* What to do *
Could you set down all of the data again, exactly as it stands?
BEGIN Input for this task
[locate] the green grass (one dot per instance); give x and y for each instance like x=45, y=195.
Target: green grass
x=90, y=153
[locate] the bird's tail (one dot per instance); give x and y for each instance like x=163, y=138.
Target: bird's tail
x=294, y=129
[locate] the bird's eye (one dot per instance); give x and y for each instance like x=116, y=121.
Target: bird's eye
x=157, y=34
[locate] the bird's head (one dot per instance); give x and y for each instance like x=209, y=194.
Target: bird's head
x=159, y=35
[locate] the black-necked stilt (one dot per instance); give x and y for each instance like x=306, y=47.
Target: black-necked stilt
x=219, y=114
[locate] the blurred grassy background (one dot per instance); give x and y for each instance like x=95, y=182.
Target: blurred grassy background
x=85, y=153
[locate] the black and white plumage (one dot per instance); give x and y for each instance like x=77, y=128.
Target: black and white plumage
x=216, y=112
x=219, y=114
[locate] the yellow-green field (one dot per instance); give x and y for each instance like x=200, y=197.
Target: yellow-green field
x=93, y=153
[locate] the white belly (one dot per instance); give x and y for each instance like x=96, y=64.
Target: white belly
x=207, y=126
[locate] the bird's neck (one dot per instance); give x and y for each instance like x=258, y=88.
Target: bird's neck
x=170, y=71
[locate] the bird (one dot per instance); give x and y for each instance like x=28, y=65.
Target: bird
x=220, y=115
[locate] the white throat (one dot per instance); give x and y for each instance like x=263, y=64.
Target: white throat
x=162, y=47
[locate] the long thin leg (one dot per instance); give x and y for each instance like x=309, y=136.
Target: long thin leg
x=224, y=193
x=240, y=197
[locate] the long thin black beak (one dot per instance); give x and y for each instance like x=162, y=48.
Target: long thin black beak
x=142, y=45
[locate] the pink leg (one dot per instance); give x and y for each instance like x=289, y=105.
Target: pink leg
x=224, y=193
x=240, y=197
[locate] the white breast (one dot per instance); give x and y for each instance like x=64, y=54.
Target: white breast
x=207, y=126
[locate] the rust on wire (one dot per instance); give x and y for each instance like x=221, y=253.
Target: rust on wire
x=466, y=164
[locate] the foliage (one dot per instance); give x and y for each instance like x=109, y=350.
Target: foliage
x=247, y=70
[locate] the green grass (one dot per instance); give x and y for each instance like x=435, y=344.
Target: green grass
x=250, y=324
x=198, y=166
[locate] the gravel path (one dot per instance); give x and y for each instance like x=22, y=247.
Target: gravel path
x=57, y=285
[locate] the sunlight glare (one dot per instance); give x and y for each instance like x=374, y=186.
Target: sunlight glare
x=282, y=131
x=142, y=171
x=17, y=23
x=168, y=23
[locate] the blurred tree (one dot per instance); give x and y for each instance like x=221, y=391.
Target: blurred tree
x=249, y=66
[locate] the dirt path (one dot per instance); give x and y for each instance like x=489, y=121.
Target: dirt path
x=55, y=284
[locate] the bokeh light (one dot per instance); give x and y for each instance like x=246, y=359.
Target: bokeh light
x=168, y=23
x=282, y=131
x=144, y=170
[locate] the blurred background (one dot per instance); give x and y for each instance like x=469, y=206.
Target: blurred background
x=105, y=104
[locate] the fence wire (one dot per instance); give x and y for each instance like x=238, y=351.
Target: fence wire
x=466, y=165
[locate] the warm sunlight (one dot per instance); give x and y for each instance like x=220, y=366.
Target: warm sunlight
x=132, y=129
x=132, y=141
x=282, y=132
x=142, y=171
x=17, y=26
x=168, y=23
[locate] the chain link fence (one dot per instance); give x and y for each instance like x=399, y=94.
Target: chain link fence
END Input for this task
* Output for this task *
[locate] the green grass (one dot per instance); give x and y for each instance like x=45, y=195.
Target: green grass
x=90, y=153
[locate] the bird's tail (one dot per instance); give x and y for each instance like x=163, y=138.
Target: bird's tail
x=294, y=129
[locate] the bird's eye (one dot per instance); give x and y for each instance like x=116, y=121.
Target: bird's eye
x=157, y=34
[locate] the bird's head (one dot per instance); give x and y for each instance like x=209, y=194.
Target: bird's head
x=159, y=35
[locate] the black-necked stilt (one dot per instance); give x and y for each instance like x=306, y=47.
Target: black-necked stilt
x=219, y=114
[locate] the blurred grassy background (one dot per instance); give x and y for each instance like x=95, y=182.
Target: blurred grassy background
x=85, y=153
[locate] the black and white plumage (one dot per instance); give x and y for each instance like x=77, y=128.
Target: black and white plumage
x=216, y=112
x=219, y=114
[locate] the yellow-green field (one dot per instance); give x and y for each instance like x=200, y=197.
Target: yellow-green field
x=93, y=153
[locate] the white belly (one dot per instance); give x and y for each instance like x=96, y=64.
Target: white belly
x=207, y=126
[locate] the bird's neck (one dot per instance); give x and y for each instance like x=258, y=88.
Target: bird's neck
x=170, y=71
[locate] the bird (one dot per instance); give x and y for each instance like x=28, y=65.
Target: bird
x=220, y=115
[locate] the white throat (one dot per instance); give x and y for each instance like x=263, y=64.
Target: white throat
x=162, y=47
[locate] the long thin leg (one dot per instance); give x and y for each instance like x=309, y=136.
Target: long thin leg
x=224, y=193
x=240, y=197
[locate] the long thin black beak (one dot per instance); give x and y for each instance like x=162, y=48.
Target: long thin black beak
x=142, y=45
[locate] the pink leg (one dot per instance); give x and y for each instance like x=289, y=105.
Target: pink leg
x=224, y=193
x=240, y=197
[locate] the white breast (one dot per instance); give x and y for each instance like x=64, y=54.
Target: white breast
x=207, y=126
[locate] the rust on wire (one dot per instance); give x and y for each instance like x=221, y=253.
Target: rust on wire
x=466, y=164
[locate] the foliage (one dot per instance); give x and y for each instance like x=109, y=350.
Target: foliage
x=247, y=70
[locate] the green grass (one dot per instance); give x and y for each instance like x=435, y=344.
Target: green grass
x=250, y=324
x=198, y=166
[locate] the gravel path (one dot per instance); give x and y for each instance like x=22, y=247.
Target: gravel path
x=57, y=285
[locate] the sunlight glare (one dot per instance); give x and y for each instance like x=374, y=186.
Target: sunlight glare
x=282, y=131
x=142, y=171
x=17, y=23
x=168, y=23
[locate] the blurred tree (one dot per instance); give x and y for each instance like x=221, y=391.
Target: blurred tree
x=249, y=66
[locate] the dirt path (one dot per instance); give x and y for each instance like x=489, y=121.
Target: dirt path
x=55, y=284
[locate] the bokeh light (one dot per instance); give x and y for each instance like x=246, y=359.
Target: bokeh light
x=168, y=23
x=282, y=131
x=144, y=170
[locate] the blurred background (one dot per instance); give x and y for each instance like x=469, y=206.
Target: blurred background
x=105, y=104
[locate] the fence wire (one dot per instance); give x and y for each instance like x=238, y=351.
Target: fence wire
x=466, y=165
[locate] the warm sunlight (one dot per instance); give x and y for each instance like x=220, y=366.
Target: warm sunlight
x=132, y=129
x=132, y=141
x=282, y=132
x=142, y=171
x=17, y=26
x=168, y=23
[locate] the chain link fence (one dot per instance); give x and y for each instance like x=399, y=94.
Target: chain link fence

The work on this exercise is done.